AIM OF THE EXERCISE ->
Could you put all of these lines into a Markdown table with two columns, "Row" for the row number and "Line" for the line, leaving out any blank lines?

[Lines from a dataset]
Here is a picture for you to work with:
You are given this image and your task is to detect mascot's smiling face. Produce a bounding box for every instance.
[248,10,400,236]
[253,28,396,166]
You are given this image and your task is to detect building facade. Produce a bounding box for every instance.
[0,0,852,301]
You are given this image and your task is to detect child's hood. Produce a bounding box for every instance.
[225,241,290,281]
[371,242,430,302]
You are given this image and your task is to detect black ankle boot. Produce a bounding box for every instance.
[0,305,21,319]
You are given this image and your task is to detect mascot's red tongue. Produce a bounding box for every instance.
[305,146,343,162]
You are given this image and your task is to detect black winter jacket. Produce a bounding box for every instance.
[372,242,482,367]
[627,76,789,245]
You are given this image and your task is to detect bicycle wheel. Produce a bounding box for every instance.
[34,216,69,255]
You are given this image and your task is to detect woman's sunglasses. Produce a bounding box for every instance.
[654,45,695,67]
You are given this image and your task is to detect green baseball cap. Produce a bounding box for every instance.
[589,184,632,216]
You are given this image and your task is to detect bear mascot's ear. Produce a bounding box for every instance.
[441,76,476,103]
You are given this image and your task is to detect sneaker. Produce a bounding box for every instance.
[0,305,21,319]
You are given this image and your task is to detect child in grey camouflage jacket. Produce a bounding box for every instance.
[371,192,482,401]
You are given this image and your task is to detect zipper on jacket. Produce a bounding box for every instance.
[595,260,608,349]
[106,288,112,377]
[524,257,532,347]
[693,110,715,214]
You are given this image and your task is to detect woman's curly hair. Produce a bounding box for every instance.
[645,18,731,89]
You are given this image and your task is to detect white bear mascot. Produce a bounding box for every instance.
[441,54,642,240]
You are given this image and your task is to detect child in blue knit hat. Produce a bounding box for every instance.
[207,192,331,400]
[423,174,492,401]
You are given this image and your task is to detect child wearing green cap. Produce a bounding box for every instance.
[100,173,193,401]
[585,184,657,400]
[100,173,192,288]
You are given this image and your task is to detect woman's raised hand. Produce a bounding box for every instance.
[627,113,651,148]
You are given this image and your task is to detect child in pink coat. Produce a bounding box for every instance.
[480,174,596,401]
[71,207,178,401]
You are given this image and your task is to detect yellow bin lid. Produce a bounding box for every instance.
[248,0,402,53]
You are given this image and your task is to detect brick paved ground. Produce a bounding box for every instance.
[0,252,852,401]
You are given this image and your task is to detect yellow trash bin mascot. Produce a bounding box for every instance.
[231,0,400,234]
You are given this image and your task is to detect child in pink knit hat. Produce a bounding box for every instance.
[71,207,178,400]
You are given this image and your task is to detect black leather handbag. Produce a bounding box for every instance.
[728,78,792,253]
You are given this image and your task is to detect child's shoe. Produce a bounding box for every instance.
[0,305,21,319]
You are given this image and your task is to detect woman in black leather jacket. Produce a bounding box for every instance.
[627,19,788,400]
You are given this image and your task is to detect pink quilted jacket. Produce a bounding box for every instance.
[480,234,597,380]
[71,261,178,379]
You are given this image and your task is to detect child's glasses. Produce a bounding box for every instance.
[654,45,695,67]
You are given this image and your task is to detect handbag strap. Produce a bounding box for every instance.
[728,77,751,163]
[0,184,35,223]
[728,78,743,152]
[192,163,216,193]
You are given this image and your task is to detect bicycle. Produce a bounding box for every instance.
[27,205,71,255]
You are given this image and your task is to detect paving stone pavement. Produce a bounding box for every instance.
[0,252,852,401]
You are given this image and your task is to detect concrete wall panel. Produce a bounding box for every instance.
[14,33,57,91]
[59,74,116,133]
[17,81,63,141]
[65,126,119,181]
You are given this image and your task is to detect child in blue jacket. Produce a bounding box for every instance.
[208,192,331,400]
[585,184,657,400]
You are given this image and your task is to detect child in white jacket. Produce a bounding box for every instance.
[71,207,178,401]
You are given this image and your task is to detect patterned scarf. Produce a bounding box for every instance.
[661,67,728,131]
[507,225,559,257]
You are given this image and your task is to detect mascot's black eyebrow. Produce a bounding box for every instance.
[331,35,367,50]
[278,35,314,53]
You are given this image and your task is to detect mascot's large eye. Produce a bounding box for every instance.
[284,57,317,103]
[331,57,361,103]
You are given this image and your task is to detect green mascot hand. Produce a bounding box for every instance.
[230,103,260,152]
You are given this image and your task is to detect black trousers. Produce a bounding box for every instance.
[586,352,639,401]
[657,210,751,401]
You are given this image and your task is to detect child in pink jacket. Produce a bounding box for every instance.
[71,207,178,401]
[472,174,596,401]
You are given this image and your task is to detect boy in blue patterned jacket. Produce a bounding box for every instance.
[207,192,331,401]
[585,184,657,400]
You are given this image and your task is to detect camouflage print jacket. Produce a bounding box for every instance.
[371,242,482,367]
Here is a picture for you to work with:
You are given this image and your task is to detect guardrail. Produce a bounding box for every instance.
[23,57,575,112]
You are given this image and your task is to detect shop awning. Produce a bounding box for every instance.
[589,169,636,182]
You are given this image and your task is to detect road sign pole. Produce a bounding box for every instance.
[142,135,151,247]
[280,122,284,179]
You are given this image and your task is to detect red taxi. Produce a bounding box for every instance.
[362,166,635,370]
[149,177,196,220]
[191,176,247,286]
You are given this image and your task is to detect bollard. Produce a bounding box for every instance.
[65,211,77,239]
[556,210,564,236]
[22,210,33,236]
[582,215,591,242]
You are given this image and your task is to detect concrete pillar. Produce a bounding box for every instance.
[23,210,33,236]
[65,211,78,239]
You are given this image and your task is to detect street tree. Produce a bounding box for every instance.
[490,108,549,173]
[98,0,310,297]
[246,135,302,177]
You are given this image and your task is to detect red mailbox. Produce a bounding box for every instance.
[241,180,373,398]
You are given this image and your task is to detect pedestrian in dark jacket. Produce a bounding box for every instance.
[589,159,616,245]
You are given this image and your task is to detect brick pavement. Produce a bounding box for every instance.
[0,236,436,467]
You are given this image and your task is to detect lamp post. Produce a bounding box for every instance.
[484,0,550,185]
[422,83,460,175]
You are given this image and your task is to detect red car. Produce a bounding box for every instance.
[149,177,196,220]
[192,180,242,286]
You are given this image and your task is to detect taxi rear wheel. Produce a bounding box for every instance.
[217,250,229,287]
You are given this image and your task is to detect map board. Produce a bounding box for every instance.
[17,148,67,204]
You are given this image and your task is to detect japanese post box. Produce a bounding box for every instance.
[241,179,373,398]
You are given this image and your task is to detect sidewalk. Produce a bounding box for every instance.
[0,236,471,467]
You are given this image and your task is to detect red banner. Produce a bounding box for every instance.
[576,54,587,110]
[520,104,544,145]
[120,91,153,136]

SOLUTION BELOW ->
| Row | Line |
|---|---|
| 1 | Here is a picture for you to work with: |
| 2 | You are given this image and your task is to detect mascot's smiling face. Produce a bounding box for every instance. |
| 3 | [248,10,400,236] |
| 4 | [253,28,396,166] |
| 5 | You are given this image and your task is to detect building facade. Produce a bounding box for every instance. |
| 6 | [0,0,852,301] |
| 7 | You are given this image and your task is to detect child's hood. Produce a bounding box for every instance. |
| 8 | [225,241,290,281] |
| 9 | [371,242,430,302] |
| 10 | You are given this image and your task is to detect black ankle boot. Produce a bounding box for every instance. |
| 11 | [0,305,21,319] |
| 12 | You are given this image and your task is to detect mascot's red tongue. Produce a bounding box for every instance. |
| 13 | [305,146,343,162] |
| 14 | You are given this image and your task is to detect black winter jacket. Produce a bounding box for every instance. |
| 15 | [372,242,482,367] |
| 16 | [627,76,789,245] |
| 17 | You are given this image and your task is to detect bicycle wheel. Produce a bounding box for every instance. |
| 18 | [34,216,69,255] |
| 19 | You are given this image and your task is to detect woman's sunglasses. Produce a bounding box for every instance. |
| 20 | [654,45,695,67] |
| 21 | You are given this image and your task is to detect green baseball cap. Produce a bounding box for every instance. |
| 22 | [589,184,632,216] |
| 23 | You are given this image and your task is to detect bear mascot's ear. Produce a bounding box for every instance. |
| 24 | [441,76,476,103] |
| 25 | You are given this image and your task is to detect sneaker. Produce a bounding box for every instance. |
| 26 | [0,305,21,319] |
| 27 | You are given this image and your task is to detect child in grey camouflage jacket. Produce a bounding box for every instance. |
| 28 | [371,192,482,401] |
| 29 | You are given this image and your task is to detect zipper on jacket. Produce a bounding box for every instance. |
| 30 | [595,260,608,349] |
| 31 | [106,288,112,377] |
| 32 | [524,257,532,347] |
| 33 | [693,110,715,214] |
| 34 | You are given this image and your task is to detect woman's curly hair. Produce a bounding box for every instance. |
| 35 | [645,18,731,89] |
| 36 | You are given this image and your task is to detect white bear mascot. Produce a bounding box for every instance. |
| 37 | [441,54,642,240] |
| 38 | You are given this image and your task is to detect child in blue knit hat. Produce a bounding box for every instance. |
| 39 | [207,192,331,400] |
| 40 | [423,174,492,401] |
| 41 | You are given this image and your task is to detect child wearing green cap. Produce a bounding box for every instance. |
| 42 | [100,173,193,401] |
| 43 | [585,184,657,400] |
| 44 | [100,173,192,288] |
| 45 | You are given this image and your task is to detect woman's raised hand. Produce a bounding box for every instance. |
| 46 | [627,113,651,148] |
| 47 | You are given this image and your task is to detect child in pink coat. Produce a bounding box for every instance. |
| 48 | [480,174,596,401] |
| 49 | [71,207,178,401] |
| 50 | You are given this image and your task is to detect yellow bin lid. Produce a bounding box for every instance. |
| 51 | [248,0,402,53] |
| 52 | You are given this image and your task is to detect brick paved ground. Produce a bounding box for every instance. |
| 53 | [0,252,852,401] |
| 54 | You are given this image and your task is to detect yellow trash bin mascot. Produce a bounding box for every instance. |
| 55 | [231,0,400,234] |
| 56 | You are given this image and your task is to detect child in pink knit hat. Produce a bounding box for every instance. |
| 57 | [71,207,178,400] |
| 58 | You are given this image and your task is to detect black leather handbag. Produce a bounding box for every instance. |
| 59 | [728,78,792,253] |
| 60 | You are given this image and your task is to detect child's shoe. Produce a bounding box for every instance. |
| 61 | [0,305,21,319] |
| 62 | You are given this image and your task is to detect woman in black leather jacket. Produce a bounding box for every instance. |
| 63 | [627,19,788,400] |
| 64 | You are given this image and your task is to detect pink quilted jacket. Produce a bounding box for every instance. |
| 65 | [480,234,597,380] |
| 66 | [71,261,178,379] |
| 67 | You are given this image and your task is to detect child's glasses. Produce a bounding box for every instance. |
| 68 | [654,45,695,67] |
| 69 | You are given this image and your task is to detect handbag strap. Produce a bounding box for every instance. |
| 70 | [728,77,751,163] |
| 71 | [0,184,35,223] |
| 72 | [728,78,743,152] |
| 73 | [192,163,216,193] |
| 74 | You are given this image and your task is to detect bicycle. Produce a bounding box for every instance. |
| 75 | [27,205,71,255] |
| 76 | You are given this image and your task is to detect paving stone pavement. Produce a bounding box for every instance. |
| 77 | [0,252,852,401] |
| 78 | You are given this image and your task is to detect concrete wall panel. Produce a bounding box for every instance. |
| 79 | [14,33,57,91] |
| 80 | [59,74,116,133] |
| 81 | [17,81,63,141] |
| 82 | [65,126,119,181] |
| 83 | You are given this image and your task is to detect child in blue jacket. Produce a bounding box for every instance. |
| 84 | [208,192,331,400] |
| 85 | [585,184,657,400] |
| 86 | You are given this image and your task is to detect child in white jacket. Produce a bounding box for every instance. |
| 87 | [71,207,178,401] |
| 88 | You are given this image and your task is to detect patterned scarf. Produce a bounding box for every instance. |
| 89 | [661,67,728,131] |
| 90 | [507,225,559,257] |
| 91 | You are given this image and your task is to detect mascot's black eyebrow. Produce a bounding box for every instance. |
| 92 | [331,35,367,50] |
| 93 | [278,35,314,53] |
| 94 | You are given this image and your task is to detect mascot's large eye. Produce a bounding box for every instance. |
| 95 | [284,57,317,103] |
| 96 | [331,57,361,103] |
| 97 | You are given this image and your task is to detect green mascot hand. Produce a bounding box for every instance. |
| 98 | [230,103,260,152] |
| 99 | You are given this image and your task is to detect black trousers. Produce a bounding box for every instance. |
| 100 | [586,352,639,401] |
| 101 | [657,210,751,401] |
| 102 | You are given this image and your task is to detect child in pink jacket. Produce a bounding box for every instance. |
| 103 | [71,207,178,401] |
| 104 | [472,174,596,401] |
| 105 | You are given this image and your task is to detect boy in blue patterned jacket. Produce a bounding box for every instance. |
| 106 | [207,192,331,401] |
| 107 | [585,184,657,400] |
| 108 | You are given this image and your task is to detect camouflage print jacket. Produce a bounding box for every instance. |
| 109 | [371,242,482,367] |
| 110 | Here is a picture for you to work with: |
| 111 | You are given this image and your task is to detect guardrail. Produce a bounding box for every instance. |
| 112 | [23,57,575,112] |
| 113 | You are given this image and your task is to detect shop awning. Produce a bounding box for every instance. |
| 114 | [589,169,636,182] |
| 115 | You are given this image and your task is to detect road sign pole. Produce a bounding box for every instance. |
| 116 | [142,135,151,247] |
| 117 | [280,122,284,179] |
| 118 | You are given this image and your task is to detect red taxi. Produce a bounding box for every instance. |
| 119 | [362,166,635,370] |
| 120 | [149,177,196,220] |
| 121 | [191,176,247,286] |
| 122 | You are given this image and your task is to detect bollard. Produce a bounding box for every instance. |
| 123 | [65,211,77,239] |
| 124 | [556,210,564,236] |
| 125 | [22,210,33,236] |
| 126 | [582,215,591,242] |
| 127 | You are given this image and your task is to detect concrete pillar. Produce a bounding box for every instance. |
| 128 | [23,210,33,236] |
| 129 | [65,211,78,239] |
| 130 | You are given this image and your task is to detect street tree. Produce a bounding box for every instance. |
| 131 | [490,108,549,173] |
| 132 | [98,0,310,297] |
| 133 | [246,135,302,177] |
| 134 | You are given this image and your task is to detect red mailbox. Produce a bounding box for every instance. |
| 135 | [241,180,373,398] |
| 136 | You are given this image and your task is to detect pedestrian in dark jacket. Produce a bounding box for every instance. |
| 137 | [589,159,616,245] |
| 138 | You are given this image and your task is to detect brick pavement. Produce a bounding box for every instance. |
| 139 | [0,236,436,467] |
| 140 | You are given this image and your task is to detect lamp post. Produce a bounding box for every instance. |
| 141 | [484,0,550,185] |
| 142 | [422,83,460,175] |
| 143 | You are given this image and your task is to detect red car. Produce a bounding box for every instance. |
| 144 | [149,177,196,220] |
| 145 | [192,180,242,286] |
| 146 | You are given this image and your task is to detect taxi rear wheel. Produce a bounding box for every instance. |
| 147 | [217,250,229,287] |
| 148 | You are given this image and your task is to detect map board. Produce a bounding box for every instance. |
| 149 | [17,148,67,204] |
| 150 | You are given this image and your task is to detect japanese post box. Produce a bounding box for every instance. |
| 151 | [241,179,373,398] |
| 152 | You are given this image and your task is to detect sidewalk. Produce a bounding box for every instance. |
| 153 | [0,236,471,467] |
| 154 | You are given this image and your task is to detect red banner. Produce a bounding box for every instance. |
| 155 | [576,54,587,110] |
| 156 | [520,104,544,145] |
| 157 | [120,91,153,136] |